## WORK INSTRUCTIONS
Pick out every line in the records below that contains the word "mascot", and copy each one.

## SUPPLIED RECORDS
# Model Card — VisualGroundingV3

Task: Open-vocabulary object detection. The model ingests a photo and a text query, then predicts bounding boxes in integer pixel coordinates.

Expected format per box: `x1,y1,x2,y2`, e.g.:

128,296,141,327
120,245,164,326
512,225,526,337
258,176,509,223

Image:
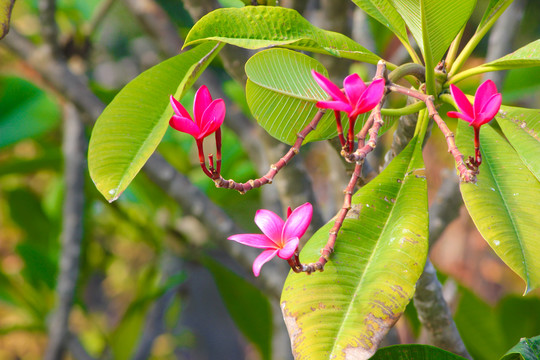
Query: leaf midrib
330,140,418,356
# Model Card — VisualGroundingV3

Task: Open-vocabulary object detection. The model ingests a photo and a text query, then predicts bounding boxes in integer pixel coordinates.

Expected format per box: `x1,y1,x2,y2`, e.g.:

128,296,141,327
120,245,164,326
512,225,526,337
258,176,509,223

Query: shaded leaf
496,106,540,180
281,138,428,360
185,6,380,64
456,121,540,292
353,0,409,44
371,344,465,360
203,257,272,360
88,42,222,201
480,40,540,71
501,336,540,360
392,0,476,66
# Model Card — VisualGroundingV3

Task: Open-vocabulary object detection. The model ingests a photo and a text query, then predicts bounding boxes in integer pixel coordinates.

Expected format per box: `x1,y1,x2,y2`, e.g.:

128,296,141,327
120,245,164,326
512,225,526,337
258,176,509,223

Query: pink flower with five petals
447,80,502,128
311,70,385,118
169,85,225,142
228,203,313,276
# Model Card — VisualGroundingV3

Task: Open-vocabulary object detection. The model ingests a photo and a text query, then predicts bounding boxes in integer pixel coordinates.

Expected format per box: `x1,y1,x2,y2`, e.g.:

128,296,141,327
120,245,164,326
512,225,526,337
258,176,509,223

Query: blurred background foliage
0,0,540,360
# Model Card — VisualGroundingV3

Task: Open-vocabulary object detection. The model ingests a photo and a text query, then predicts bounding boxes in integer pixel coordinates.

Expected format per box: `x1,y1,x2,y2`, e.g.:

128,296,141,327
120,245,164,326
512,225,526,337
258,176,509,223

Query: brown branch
387,83,478,183
44,103,86,360
213,110,325,194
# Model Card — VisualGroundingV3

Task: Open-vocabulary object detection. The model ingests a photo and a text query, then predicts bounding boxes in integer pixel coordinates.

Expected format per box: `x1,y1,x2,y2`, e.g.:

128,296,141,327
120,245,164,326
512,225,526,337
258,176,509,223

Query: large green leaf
501,336,540,360
0,76,60,148
281,138,428,360
476,0,514,32
371,344,465,360
88,41,222,201
185,6,380,64
353,0,409,44
391,0,476,68
497,106,540,180
203,258,272,360
481,40,540,71
246,49,395,145
456,121,540,292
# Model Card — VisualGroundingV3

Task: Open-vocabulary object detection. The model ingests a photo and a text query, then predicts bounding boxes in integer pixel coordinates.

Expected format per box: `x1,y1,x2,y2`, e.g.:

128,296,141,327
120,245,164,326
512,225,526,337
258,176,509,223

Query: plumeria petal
311,70,347,102
474,94,502,126
169,115,200,139
255,209,284,247
253,250,278,276
473,80,497,116
170,95,191,120
282,203,313,240
351,79,385,116
343,74,366,104
450,84,474,119
317,101,352,113
200,99,225,138
278,237,300,260
193,85,212,128
446,111,474,123
227,234,278,249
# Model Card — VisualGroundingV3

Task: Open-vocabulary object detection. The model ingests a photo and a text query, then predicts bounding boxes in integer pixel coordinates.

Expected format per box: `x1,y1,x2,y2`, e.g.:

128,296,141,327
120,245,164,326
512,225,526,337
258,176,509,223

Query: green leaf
0,76,60,148
88,42,222,202
203,257,272,360
246,49,395,145
370,344,465,360
281,138,428,360
0,0,15,39
476,0,514,32
501,336,540,360
185,6,380,64
496,106,540,180
392,0,476,68
456,121,540,292
480,40,540,71
353,0,409,44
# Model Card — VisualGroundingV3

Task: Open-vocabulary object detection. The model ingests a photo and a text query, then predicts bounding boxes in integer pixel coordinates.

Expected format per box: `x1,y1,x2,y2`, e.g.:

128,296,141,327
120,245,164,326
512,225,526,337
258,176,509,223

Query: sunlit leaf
456,121,540,292
501,336,540,360
371,344,465,360
246,49,394,145
281,138,428,360
88,42,222,201
391,0,476,66
185,6,380,64
496,106,540,180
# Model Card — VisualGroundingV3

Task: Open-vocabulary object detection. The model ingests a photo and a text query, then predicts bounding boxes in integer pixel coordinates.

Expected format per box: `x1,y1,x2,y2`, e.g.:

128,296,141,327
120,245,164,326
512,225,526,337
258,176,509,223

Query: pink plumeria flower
447,80,502,129
311,70,385,118
169,85,225,142
228,203,313,276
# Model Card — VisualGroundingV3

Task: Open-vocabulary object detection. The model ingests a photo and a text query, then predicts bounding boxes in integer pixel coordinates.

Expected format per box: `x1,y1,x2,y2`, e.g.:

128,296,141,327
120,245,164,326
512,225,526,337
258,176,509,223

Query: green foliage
501,336,540,360
185,6,380,64
496,106,540,180
88,42,222,201
370,344,465,360
456,121,540,292
203,257,273,360
0,76,60,148
454,288,540,360
281,138,428,360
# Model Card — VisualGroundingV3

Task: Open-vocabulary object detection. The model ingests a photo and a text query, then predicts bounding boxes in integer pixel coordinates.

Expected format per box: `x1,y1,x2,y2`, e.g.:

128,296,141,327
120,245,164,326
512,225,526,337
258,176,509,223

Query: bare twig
45,103,86,360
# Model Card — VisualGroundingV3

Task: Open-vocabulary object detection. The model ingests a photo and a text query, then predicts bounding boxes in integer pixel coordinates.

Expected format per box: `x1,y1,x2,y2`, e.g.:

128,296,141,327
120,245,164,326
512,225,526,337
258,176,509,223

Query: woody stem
214,110,325,194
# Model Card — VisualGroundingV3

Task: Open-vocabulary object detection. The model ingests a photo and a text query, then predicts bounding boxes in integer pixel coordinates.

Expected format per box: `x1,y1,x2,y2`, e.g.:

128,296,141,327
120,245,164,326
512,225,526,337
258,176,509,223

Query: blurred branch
44,103,87,360
2,27,288,294
484,0,527,89
38,0,60,57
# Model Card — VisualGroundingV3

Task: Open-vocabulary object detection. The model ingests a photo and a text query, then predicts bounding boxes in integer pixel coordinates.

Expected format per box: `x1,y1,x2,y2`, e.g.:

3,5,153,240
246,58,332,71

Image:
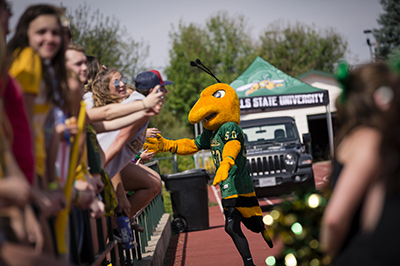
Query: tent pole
199,121,206,169
325,103,334,158
193,124,200,169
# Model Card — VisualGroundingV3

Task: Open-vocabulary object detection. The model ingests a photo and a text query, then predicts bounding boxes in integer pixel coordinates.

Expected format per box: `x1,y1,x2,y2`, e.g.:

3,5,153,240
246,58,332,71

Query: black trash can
162,169,210,233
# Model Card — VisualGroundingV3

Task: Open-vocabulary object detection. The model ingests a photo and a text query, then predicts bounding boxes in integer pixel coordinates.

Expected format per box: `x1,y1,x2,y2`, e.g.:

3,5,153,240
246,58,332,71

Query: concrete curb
138,213,171,266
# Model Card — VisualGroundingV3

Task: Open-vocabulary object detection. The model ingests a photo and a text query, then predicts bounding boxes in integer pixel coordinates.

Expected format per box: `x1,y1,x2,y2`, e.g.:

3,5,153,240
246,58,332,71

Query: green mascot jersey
195,122,254,199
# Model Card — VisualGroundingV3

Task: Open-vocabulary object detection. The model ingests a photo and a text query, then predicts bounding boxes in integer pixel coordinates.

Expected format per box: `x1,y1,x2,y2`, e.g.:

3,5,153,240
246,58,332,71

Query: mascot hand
143,134,178,153
213,157,235,186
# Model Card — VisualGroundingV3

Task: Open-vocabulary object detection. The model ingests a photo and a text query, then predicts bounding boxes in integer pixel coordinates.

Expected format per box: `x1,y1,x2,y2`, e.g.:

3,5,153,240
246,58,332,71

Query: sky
8,0,383,75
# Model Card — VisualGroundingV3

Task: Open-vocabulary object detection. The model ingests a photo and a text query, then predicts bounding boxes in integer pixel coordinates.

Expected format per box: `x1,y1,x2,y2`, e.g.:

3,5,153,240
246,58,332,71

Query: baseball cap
135,70,173,90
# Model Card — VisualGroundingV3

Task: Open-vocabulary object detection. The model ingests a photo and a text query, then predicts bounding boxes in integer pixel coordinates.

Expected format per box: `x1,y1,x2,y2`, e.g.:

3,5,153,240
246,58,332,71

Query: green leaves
373,0,400,59
69,3,149,81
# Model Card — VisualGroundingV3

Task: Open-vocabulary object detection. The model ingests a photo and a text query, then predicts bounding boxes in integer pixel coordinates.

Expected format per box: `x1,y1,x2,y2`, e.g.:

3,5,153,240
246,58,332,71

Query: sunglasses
114,78,128,88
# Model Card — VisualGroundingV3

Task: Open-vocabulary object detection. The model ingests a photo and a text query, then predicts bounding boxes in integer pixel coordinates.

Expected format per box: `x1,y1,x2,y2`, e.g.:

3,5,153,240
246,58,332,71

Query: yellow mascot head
189,83,240,131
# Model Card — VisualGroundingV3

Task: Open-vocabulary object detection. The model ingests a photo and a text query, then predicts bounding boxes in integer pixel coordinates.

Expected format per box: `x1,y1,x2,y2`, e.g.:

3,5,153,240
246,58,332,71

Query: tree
68,3,149,81
165,12,255,128
258,22,347,77
373,0,400,59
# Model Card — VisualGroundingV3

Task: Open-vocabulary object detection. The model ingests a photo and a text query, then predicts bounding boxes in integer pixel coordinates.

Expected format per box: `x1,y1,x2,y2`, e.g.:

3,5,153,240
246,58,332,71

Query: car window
243,123,297,143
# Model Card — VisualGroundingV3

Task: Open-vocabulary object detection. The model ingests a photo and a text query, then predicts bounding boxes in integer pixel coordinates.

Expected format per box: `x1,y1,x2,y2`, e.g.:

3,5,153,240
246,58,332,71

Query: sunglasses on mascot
114,78,128,88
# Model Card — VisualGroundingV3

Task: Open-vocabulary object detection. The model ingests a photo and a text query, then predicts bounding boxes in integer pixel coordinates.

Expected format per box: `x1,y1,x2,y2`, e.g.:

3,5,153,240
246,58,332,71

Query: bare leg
120,163,161,217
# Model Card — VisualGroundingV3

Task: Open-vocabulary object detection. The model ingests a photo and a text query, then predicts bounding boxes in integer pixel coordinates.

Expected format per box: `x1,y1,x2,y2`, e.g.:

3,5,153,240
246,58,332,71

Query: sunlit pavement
165,161,330,266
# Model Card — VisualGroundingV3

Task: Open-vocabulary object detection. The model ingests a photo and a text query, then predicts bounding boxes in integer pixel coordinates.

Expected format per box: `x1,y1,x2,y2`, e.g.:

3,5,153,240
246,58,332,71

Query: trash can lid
161,168,208,180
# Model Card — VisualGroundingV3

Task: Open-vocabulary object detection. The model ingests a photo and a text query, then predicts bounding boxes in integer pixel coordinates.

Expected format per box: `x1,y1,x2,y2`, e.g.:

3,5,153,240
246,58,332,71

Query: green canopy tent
230,57,333,156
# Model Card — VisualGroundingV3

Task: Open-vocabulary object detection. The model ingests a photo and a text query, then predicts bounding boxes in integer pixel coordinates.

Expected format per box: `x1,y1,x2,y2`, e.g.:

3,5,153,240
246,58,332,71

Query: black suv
240,116,315,197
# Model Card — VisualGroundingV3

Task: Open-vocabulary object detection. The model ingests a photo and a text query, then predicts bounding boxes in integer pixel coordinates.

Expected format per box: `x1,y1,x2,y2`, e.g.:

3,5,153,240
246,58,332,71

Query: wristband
142,100,147,110
74,189,82,203
64,127,70,145
48,181,58,191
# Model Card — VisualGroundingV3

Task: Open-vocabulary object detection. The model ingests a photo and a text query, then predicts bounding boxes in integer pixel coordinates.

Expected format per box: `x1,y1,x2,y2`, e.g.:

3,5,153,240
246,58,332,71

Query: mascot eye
213,90,225,98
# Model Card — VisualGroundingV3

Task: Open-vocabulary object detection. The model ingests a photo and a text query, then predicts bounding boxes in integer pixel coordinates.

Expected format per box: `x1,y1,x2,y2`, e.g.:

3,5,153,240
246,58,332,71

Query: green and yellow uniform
195,122,264,232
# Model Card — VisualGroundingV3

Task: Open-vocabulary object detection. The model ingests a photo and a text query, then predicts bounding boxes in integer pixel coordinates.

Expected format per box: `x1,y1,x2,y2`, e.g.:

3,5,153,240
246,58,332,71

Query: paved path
165,162,330,266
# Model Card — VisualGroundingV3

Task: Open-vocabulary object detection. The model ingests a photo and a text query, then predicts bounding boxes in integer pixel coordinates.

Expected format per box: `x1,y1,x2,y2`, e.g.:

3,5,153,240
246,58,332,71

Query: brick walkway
164,162,330,266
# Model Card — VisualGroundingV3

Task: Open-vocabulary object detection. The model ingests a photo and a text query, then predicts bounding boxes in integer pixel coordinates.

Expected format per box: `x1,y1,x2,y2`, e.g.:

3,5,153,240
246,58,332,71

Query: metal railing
70,160,165,266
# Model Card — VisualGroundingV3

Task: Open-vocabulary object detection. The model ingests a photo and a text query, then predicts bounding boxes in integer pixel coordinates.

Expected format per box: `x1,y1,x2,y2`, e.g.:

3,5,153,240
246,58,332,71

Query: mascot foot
261,229,274,248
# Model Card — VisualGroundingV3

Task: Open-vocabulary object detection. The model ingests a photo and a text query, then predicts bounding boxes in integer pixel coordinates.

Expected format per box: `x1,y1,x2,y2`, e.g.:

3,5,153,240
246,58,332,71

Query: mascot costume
144,59,273,265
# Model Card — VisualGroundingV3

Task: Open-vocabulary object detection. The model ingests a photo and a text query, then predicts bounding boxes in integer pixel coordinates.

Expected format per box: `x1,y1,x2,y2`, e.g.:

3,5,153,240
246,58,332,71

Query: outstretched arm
92,110,155,133
86,87,163,124
213,140,241,186
143,134,199,155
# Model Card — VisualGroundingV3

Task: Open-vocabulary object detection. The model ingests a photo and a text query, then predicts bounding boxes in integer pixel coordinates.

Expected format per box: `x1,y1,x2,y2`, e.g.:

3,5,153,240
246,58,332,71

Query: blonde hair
336,62,399,147
91,68,122,107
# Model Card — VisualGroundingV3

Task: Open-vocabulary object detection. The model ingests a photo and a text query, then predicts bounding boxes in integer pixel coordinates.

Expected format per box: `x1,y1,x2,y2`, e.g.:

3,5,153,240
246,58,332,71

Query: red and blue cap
135,70,173,90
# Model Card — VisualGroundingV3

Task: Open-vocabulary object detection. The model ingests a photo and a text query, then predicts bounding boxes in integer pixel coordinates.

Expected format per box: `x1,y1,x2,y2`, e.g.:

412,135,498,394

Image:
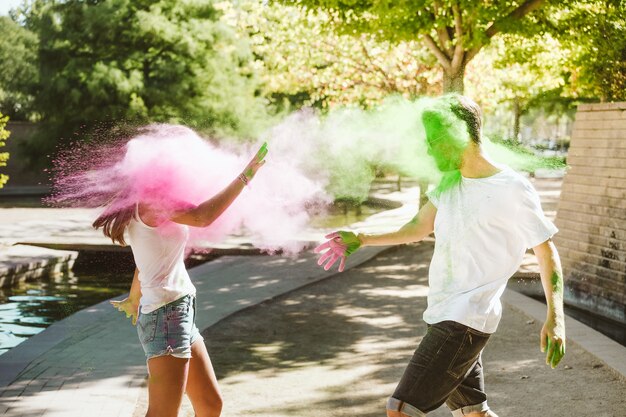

## ANSWER TO THE TASK
Query: green mascot jersey
Query: mascot hand
Query: yellow mascot head
Query: sunglasses on mascot
Query: mascot eye
Query: mascot foot
Query: mascot costume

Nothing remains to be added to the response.